* [Exercise brief]: Write out every entry exactly as it stands.

----- Provided material -----

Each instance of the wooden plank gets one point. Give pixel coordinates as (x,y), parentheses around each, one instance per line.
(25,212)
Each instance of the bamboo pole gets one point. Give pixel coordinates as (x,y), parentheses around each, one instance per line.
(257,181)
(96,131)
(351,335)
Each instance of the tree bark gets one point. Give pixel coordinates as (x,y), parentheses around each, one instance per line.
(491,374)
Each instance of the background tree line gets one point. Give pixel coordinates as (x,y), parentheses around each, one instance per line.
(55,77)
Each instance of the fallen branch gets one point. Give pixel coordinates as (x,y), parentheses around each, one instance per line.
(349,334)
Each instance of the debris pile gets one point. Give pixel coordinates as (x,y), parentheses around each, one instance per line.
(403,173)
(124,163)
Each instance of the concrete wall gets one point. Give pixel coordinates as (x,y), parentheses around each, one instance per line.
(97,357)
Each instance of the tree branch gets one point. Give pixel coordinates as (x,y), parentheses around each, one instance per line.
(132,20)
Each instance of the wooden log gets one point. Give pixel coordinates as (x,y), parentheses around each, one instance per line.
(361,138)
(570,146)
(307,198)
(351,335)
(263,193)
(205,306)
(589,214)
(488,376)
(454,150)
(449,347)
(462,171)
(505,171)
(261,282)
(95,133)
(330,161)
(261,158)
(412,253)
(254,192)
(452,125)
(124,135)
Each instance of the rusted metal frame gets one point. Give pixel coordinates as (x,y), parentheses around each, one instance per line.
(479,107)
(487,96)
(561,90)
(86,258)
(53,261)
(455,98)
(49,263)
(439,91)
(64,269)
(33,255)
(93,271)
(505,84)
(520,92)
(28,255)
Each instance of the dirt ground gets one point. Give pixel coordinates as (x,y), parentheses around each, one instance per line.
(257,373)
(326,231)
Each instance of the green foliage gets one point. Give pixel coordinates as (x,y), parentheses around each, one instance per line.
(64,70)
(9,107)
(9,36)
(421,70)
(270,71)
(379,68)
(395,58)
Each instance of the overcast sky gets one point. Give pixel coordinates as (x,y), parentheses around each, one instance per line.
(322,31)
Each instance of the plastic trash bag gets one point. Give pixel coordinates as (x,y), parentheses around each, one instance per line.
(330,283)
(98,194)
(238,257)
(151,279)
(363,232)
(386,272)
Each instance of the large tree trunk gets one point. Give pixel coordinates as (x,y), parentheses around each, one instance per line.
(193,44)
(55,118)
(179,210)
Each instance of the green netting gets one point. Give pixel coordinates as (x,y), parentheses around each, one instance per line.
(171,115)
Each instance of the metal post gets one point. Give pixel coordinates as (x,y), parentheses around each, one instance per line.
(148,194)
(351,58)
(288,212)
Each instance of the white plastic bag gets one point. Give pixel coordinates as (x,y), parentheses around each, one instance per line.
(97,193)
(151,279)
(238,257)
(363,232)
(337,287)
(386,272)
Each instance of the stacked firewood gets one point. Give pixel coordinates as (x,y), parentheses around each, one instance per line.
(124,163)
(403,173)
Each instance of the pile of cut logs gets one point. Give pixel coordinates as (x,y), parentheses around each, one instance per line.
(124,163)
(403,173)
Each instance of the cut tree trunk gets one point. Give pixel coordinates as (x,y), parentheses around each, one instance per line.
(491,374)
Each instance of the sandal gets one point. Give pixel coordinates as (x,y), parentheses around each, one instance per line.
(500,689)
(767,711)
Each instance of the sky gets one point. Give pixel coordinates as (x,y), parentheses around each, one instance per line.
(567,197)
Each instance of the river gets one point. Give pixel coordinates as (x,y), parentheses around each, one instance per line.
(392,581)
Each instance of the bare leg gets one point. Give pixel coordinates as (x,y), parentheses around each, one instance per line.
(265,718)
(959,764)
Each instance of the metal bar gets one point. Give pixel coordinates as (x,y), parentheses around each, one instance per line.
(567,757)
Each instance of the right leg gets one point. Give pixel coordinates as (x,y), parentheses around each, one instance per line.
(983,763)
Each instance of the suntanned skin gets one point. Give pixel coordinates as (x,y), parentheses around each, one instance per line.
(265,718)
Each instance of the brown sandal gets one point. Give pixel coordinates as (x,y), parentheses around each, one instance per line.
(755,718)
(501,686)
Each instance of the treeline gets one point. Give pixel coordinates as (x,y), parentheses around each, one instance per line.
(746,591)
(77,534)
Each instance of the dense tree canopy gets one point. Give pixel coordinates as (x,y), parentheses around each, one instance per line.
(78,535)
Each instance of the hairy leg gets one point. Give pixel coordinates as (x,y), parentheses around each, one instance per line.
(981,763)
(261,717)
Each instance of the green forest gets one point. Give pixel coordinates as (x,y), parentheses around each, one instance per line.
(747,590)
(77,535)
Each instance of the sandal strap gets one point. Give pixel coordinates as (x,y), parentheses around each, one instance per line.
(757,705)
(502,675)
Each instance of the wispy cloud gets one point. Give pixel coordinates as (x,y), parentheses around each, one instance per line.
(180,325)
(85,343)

-----

* [Written response]:
Each instance of the wooden plank gets one point. Give pixel coordinates as (x,y), parentheses around each, one instance per line.
(25,212)
Each instance of the bamboo pole gets one point. Give pixel coordinates as (x,y), parentheses around each, one instance per line.
(257,181)
(96,131)
(351,335)
Each instance of the tree bark gets one point. Give pixel coordinates as (x,y), parentheses around each, one instance per line.
(491,374)
Each instance of the background tree line gets one point. Give pixel coordinates as (x,y), parentheses around each, one instance per line.
(55,77)
Each instance of the fallen branch gets one point. Give pixel coordinates as (x,y), parentheses around each, one instance per line.
(349,334)
Each instance of the debris pile gets one point. Give pixel coordinates as (x,y), parentheses around each, one instance per line.
(403,173)
(124,163)
Each instance of the concrete wall gets one point. Give pixel coordinates as (x,y), parentheses around each, one instance per line.
(97,357)
Each instance of the tree branch gets one point. Give pixel coordinates as (x,y), parentheses around each, one instance per line.
(132,20)
Each instance of the wooden log gets one point. Give pixel coordinates as (x,y), parentheses around each, one instance per line.
(361,138)
(570,146)
(307,198)
(351,335)
(263,193)
(205,306)
(589,214)
(488,376)
(454,150)
(449,347)
(462,171)
(505,171)
(261,282)
(95,133)
(330,161)
(261,158)
(412,253)
(254,192)
(452,125)
(124,135)
Each instance of the rusted metal frame gets one point. Give pixel coordinates as (x,y), parentheses around each, one instance per line.
(479,107)
(487,96)
(561,90)
(86,258)
(53,261)
(455,98)
(49,263)
(439,91)
(64,269)
(33,255)
(93,271)
(505,84)
(520,92)
(28,255)
Each instance of the dirt ground gets one point. Give pixel coordinates as (x,y), parentheses around each, one instance per line.
(257,373)
(326,231)
Each instance of the green foliage gets one point. Give pixel coordinates as (x,y), parentheses around each, one instance per line.
(64,70)
(9,107)
(9,36)
(421,70)
(270,71)
(379,68)
(395,58)
Each instance of the overcast sky gets one point. Give pixel coordinates as (x,y), parentheses around each, one instance per line.
(322,31)
Each instance of the plastic trash bag gets one point. Give pixel coordinates as (x,y), parentheses around each, one instance per line.
(330,283)
(98,194)
(238,257)
(151,279)
(363,232)
(386,272)
Each instance of the large tree trunk gets one point. Give pixel coordinates as (x,y), parentheses around each, one instance per line.
(193,44)
(55,118)
(179,210)
Each instance of the green netting gets one point. Give pixel coordinates as (x,y), parentheses around each, one instance per line.
(171,115)
Each instance of the metal post gets one point. Give pixel coordinates as (x,y), parentheses around each, one instance per line.
(148,194)
(351,58)
(288,212)
Each instance of the white plastic bag gets one point. Give pixel coordinates as (x,y), parentheses around each, one instance per line.
(97,193)
(151,279)
(238,257)
(363,232)
(337,287)
(386,272)
Each instance of the stacked firewood gets one point. Give pixel coordinates as (x,y), parentheses around each, one instance per line.
(124,163)
(403,173)
Each instance of the pile of cut logs gets one point. Give pixel coordinates as (x,y), parentheses around each, one instance per line.
(124,163)
(403,173)
Each instance of the cut tree trunk gets one point. Give pixel coordinates as (x,y), parentheses around each, one instance per line.
(491,374)
Each instance of the sandal gets one point. Give pixel coordinates as (x,y), parentheses around each, one instance per line.
(500,689)
(767,711)
Each instance of the sky gets one point. Give pixel coordinates as (x,y), parentheses around each, one instance per line.
(567,197)
Each instance of the river gets one point. Give pixel coordinates as (x,y), parentheses around each, one instance per line.
(392,581)
Each instance of the bare leg gets one point. Give pixel coordinates as (x,y), parentheses around each, one instance per line.
(265,718)
(959,764)
Each instance of the metal bar gets one point. Give pixel coordinates as (x,y), parentheses around each, one instance per line.
(567,757)
Each instance of the right leg gets one point. Give pixel coordinates as (x,y), parentheses around each, one instance per line.
(983,763)
Each instance of the suntanned skin gets one point. Give pixel coordinates as (x,y), parentheses around each, one instance per line.
(265,718)
Each instance of the brown sandal gets one point. Give pixel coordinates as (x,y), parentheses around each, one instance per line.
(755,718)
(501,686)
Each instance of the treeline gets one point. Give pixel coordinates as (x,y), parentheses around each, one instance per line.
(746,591)
(77,534)
Each instance of the dense tree canopy gets one point. Give pixel coordinates as (x,y), parentheses around each, one instance per line.
(78,535)
Each instance of the hairy leg gets one point. Give pixel coordinates as (x,y), parentheses around each, one instance per line.
(981,763)
(261,717)
Each instance of the green forest gets one point. Give pixel coordinates as (x,y), parentheses around each, one instance per line.
(747,590)
(77,535)
Each instance of the sandal strap gets one point. Give pixel coordinates as (x,y), parentheses around each, one instance per line.
(757,705)
(502,675)
Each instance of the wispy cloud gets one point. Give pixel coordinates as (x,y), parentheses around each, one instance per line.
(180,325)
(85,343)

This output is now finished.